▸ Direction
Starting at the line containing "Target: ornate finial" and continuing through the end of the rows, put each line into a JSON list of strings, one string per line, with blank lines and the pictures left out.

[start]

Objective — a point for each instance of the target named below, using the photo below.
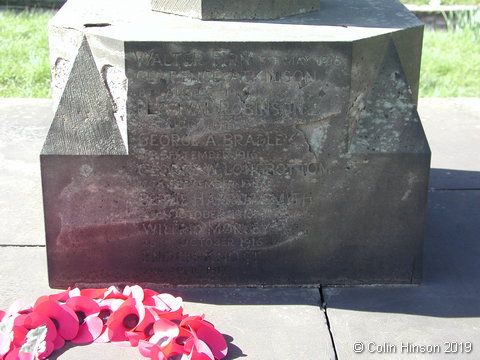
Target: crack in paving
(323, 307)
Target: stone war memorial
(235, 143)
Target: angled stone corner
(84, 122)
(367, 56)
(408, 43)
(236, 10)
(389, 123)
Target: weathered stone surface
(294, 159)
(231, 10)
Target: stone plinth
(236, 10)
(186, 152)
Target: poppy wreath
(154, 322)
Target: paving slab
(23, 127)
(259, 324)
(452, 126)
(444, 310)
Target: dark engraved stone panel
(248, 164)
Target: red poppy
(125, 318)
(135, 317)
(90, 325)
(64, 318)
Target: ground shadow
(451, 281)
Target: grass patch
(24, 65)
(451, 59)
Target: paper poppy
(154, 322)
(90, 325)
(64, 318)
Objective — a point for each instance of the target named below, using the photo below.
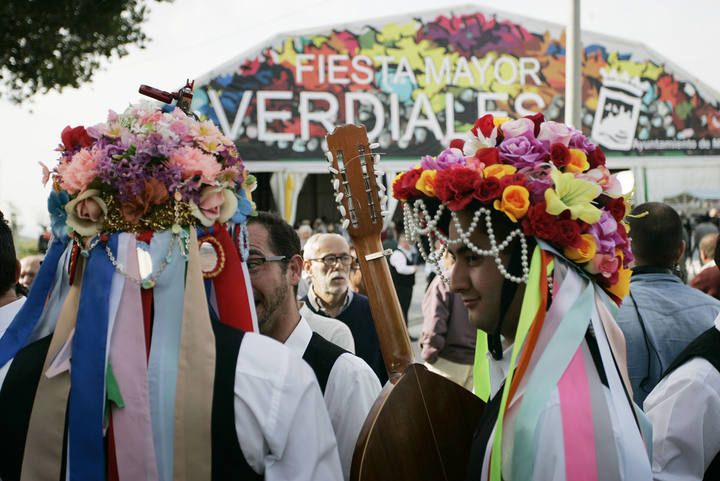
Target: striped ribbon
(132, 427)
(86, 450)
(42, 458)
(20, 329)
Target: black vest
(321, 355)
(706, 346)
(492, 409)
(18, 392)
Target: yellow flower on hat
(575, 195)
(622, 287)
(578, 162)
(498, 170)
(426, 182)
(584, 252)
(514, 203)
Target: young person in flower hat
(534, 221)
(130, 360)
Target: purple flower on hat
(522, 152)
(448, 158)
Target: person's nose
(459, 277)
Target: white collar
(300, 337)
(8, 313)
(499, 369)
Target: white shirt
(685, 412)
(331, 329)
(7, 314)
(352, 388)
(282, 426)
(399, 261)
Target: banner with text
(416, 82)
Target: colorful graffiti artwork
(415, 83)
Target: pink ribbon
(133, 430)
(577, 420)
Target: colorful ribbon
(20, 329)
(87, 378)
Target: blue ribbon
(168, 298)
(87, 376)
(20, 329)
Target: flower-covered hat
(545, 178)
(548, 183)
(148, 169)
(127, 301)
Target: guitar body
(419, 429)
(421, 426)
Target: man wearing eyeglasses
(327, 262)
(349, 385)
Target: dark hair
(8, 262)
(283, 239)
(656, 232)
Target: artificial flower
(86, 213)
(426, 182)
(153, 193)
(514, 203)
(575, 195)
(217, 204)
(621, 288)
(596, 157)
(578, 162)
(523, 152)
(584, 251)
(518, 128)
(555, 132)
(75, 137)
(498, 170)
(456, 187)
(403, 185)
(487, 189)
(195, 162)
(559, 155)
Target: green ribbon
(481, 368)
(531, 303)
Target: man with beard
(541, 254)
(327, 261)
(350, 387)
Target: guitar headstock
(359, 190)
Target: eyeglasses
(332, 259)
(254, 263)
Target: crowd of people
(550, 298)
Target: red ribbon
(231, 286)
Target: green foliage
(25, 247)
(50, 44)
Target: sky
(189, 38)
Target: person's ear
(295, 268)
(681, 250)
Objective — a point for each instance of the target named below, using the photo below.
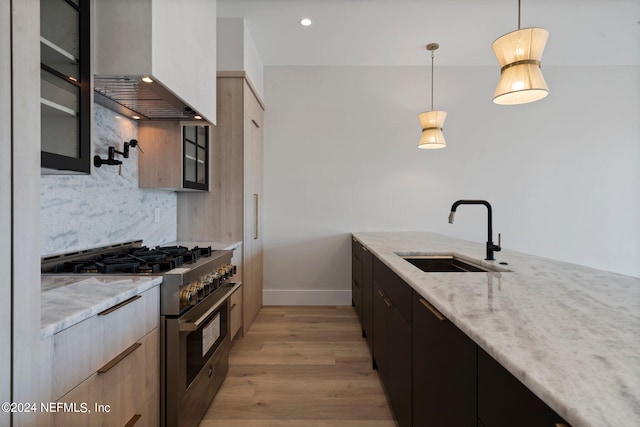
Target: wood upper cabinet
(65, 86)
(444, 370)
(176, 155)
(174, 42)
(232, 210)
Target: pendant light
(432, 121)
(519, 53)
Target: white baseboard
(306, 297)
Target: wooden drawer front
(127, 389)
(77, 354)
(236, 311)
(129, 323)
(80, 350)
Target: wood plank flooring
(304, 367)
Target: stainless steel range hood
(130, 96)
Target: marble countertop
(570, 333)
(67, 300)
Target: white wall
(562, 174)
(237, 51)
(5, 208)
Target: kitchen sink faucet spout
(491, 247)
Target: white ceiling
(395, 32)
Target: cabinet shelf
(57, 108)
(58, 49)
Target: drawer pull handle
(120, 305)
(119, 358)
(433, 310)
(133, 420)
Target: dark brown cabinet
(367, 296)
(432, 372)
(392, 339)
(356, 278)
(65, 86)
(444, 370)
(505, 401)
(362, 288)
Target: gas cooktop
(127, 258)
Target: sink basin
(447, 263)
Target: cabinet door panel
(505, 401)
(380, 331)
(399, 367)
(444, 371)
(367, 297)
(356, 278)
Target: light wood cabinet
(174, 42)
(105, 369)
(175, 157)
(232, 210)
(235, 312)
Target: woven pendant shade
(432, 136)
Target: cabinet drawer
(394, 288)
(118, 393)
(80, 350)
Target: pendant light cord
(432, 79)
(518, 14)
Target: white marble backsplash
(85, 211)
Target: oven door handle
(186, 325)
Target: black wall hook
(111, 160)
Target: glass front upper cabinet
(65, 88)
(195, 140)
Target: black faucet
(490, 246)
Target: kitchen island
(567, 332)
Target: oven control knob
(198, 288)
(187, 297)
(215, 281)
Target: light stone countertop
(67, 300)
(570, 333)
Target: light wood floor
(304, 367)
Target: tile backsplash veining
(85, 211)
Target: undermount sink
(447, 264)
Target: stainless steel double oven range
(194, 316)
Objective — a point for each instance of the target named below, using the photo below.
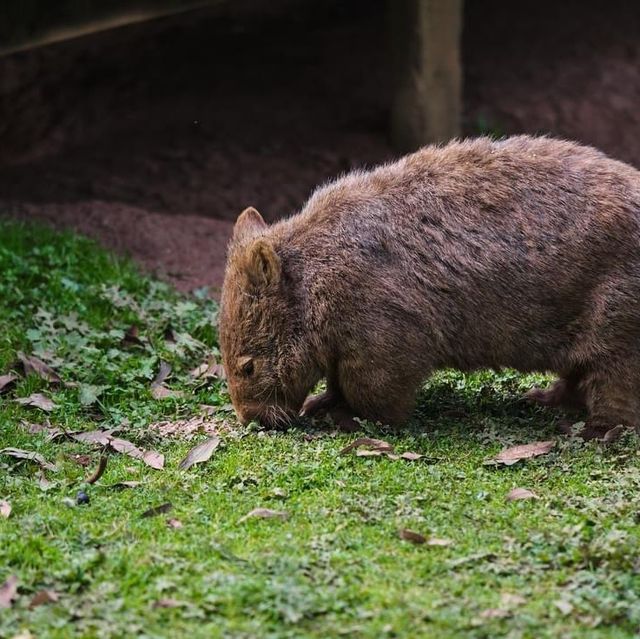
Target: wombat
(520, 253)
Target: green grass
(336, 566)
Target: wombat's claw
(539, 396)
(603, 434)
(318, 404)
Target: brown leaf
(510, 456)
(412, 536)
(495, 613)
(264, 513)
(35, 366)
(200, 453)
(8, 591)
(370, 443)
(168, 603)
(132, 336)
(6, 380)
(106, 438)
(208, 368)
(565, 607)
(163, 372)
(157, 510)
(29, 455)
(436, 541)
(102, 466)
(38, 400)
(510, 599)
(521, 493)
(126, 484)
(44, 597)
(186, 428)
(162, 392)
(81, 460)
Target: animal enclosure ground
(329, 560)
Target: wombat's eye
(246, 365)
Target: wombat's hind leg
(330, 404)
(613, 401)
(565, 392)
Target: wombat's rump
(519, 253)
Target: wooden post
(428, 94)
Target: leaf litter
(200, 453)
(29, 455)
(369, 447)
(7, 380)
(514, 454)
(105, 438)
(264, 513)
(419, 539)
(8, 591)
(518, 494)
(158, 388)
(37, 400)
(33, 365)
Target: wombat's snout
(266, 416)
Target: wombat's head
(262, 329)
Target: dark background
(203, 113)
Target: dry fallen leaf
(34, 365)
(200, 453)
(495, 613)
(208, 368)
(162, 392)
(158, 510)
(132, 336)
(412, 536)
(102, 466)
(44, 597)
(510, 599)
(264, 513)
(510, 456)
(29, 455)
(6, 380)
(5, 508)
(8, 591)
(38, 400)
(565, 607)
(158, 389)
(168, 603)
(126, 484)
(186, 428)
(370, 443)
(521, 493)
(106, 438)
(437, 541)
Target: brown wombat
(521, 253)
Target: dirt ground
(152, 138)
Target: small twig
(102, 466)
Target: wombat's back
(492, 253)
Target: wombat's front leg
(330, 404)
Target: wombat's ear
(263, 264)
(248, 224)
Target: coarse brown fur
(521, 253)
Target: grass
(564, 565)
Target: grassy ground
(564, 565)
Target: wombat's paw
(605, 434)
(319, 405)
(546, 397)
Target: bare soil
(152, 138)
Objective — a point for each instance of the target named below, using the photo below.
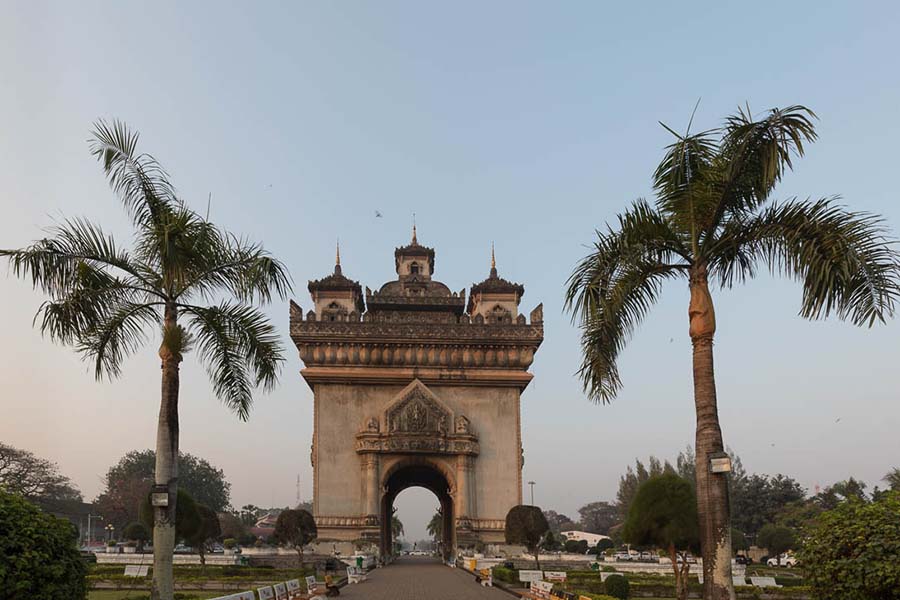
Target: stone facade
(415, 388)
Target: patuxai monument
(415, 385)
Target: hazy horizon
(521, 124)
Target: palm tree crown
(105, 300)
(713, 218)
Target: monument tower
(414, 386)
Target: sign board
(136, 570)
(541, 589)
(266, 593)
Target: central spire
(493, 262)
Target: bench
(136, 570)
(485, 577)
(356, 575)
(763, 582)
(538, 590)
(266, 593)
(293, 586)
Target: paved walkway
(420, 578)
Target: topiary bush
(617, 586)
(39, 556)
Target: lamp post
(90, 529)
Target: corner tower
(415, 388)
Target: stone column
(372, 487)
(463, 473)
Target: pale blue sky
(527, 124)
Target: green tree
(757, 500)
(208, 529)
(777, 539)
(39, 555)
(664, 515)
(598, 517)
(527, 526)
(713, 220)
(35, 479)
(295, 529)
(851, 552)
(126, 483)
(106, 302)
(633, 479)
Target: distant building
(591, 538)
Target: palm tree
(713, 219)
(435, 526)
(396, 524)
(893, 479)
(105, 301)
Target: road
(420, 578)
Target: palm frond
(119, 334)
(753, 156)
(845, 260)
(611, 290)
(138, 179)
(682, 180)
(240, 349)
(57, 263)
(243, 269)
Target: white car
(786, 561)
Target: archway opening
(421, 476)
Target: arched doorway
(418, 474)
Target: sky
(524, 124)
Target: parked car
(786, 561)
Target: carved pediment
(417, 410)
(418, 422)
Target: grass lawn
(131, 594)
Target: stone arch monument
(413, 386)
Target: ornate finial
(493, 262)
(337, 258)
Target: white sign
(266, 593)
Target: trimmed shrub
(617, 586)
(39, 556)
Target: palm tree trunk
(712, 488)
(163, 587)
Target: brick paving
(420, 578)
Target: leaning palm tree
(107, 301)
(713, 219)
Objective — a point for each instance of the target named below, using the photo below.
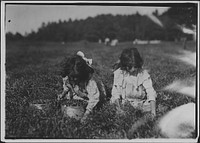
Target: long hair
(77, 70)
(129, 58)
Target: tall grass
(32, 71)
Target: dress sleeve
(65, 81)
(148, 85)
(117, 86)
(93, 95)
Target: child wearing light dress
(132, 84)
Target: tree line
(121, 27)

[end]

▸ Exercise solution
[
  "Target: ornate finial",
  "(493, 262)",
  "(337, 258)",
  "Target: white sign",
  "(266, 593)",
  "Target: trimmed shrub",
  "(617, 586)",
  "(39, 556)",
  "Target: palm tree trunk",
  "(712, 488)",
  "(163, 587)",
  "Target: brick paving",
  "(420, 578)",
  "Target: leaning palm tree",
  "(107, 301)",
  "(713, 219)",
  "Objective — a point for each instance of the target named below, using the photo below.",
  "Target: long hair",
  "(77, 70)",
  "(129, 58)",
  "Target: tall grass",
  "(32, 71)",
  "Target: dress sleeve",
  "(65, 81)",
  "(148, 85)",
  "(117, 86)",
  "(93, 95)",
  "Target: child wearing light dress",
  "(132, 84)",
  "Target: tree line",
  "(121, 27)"
]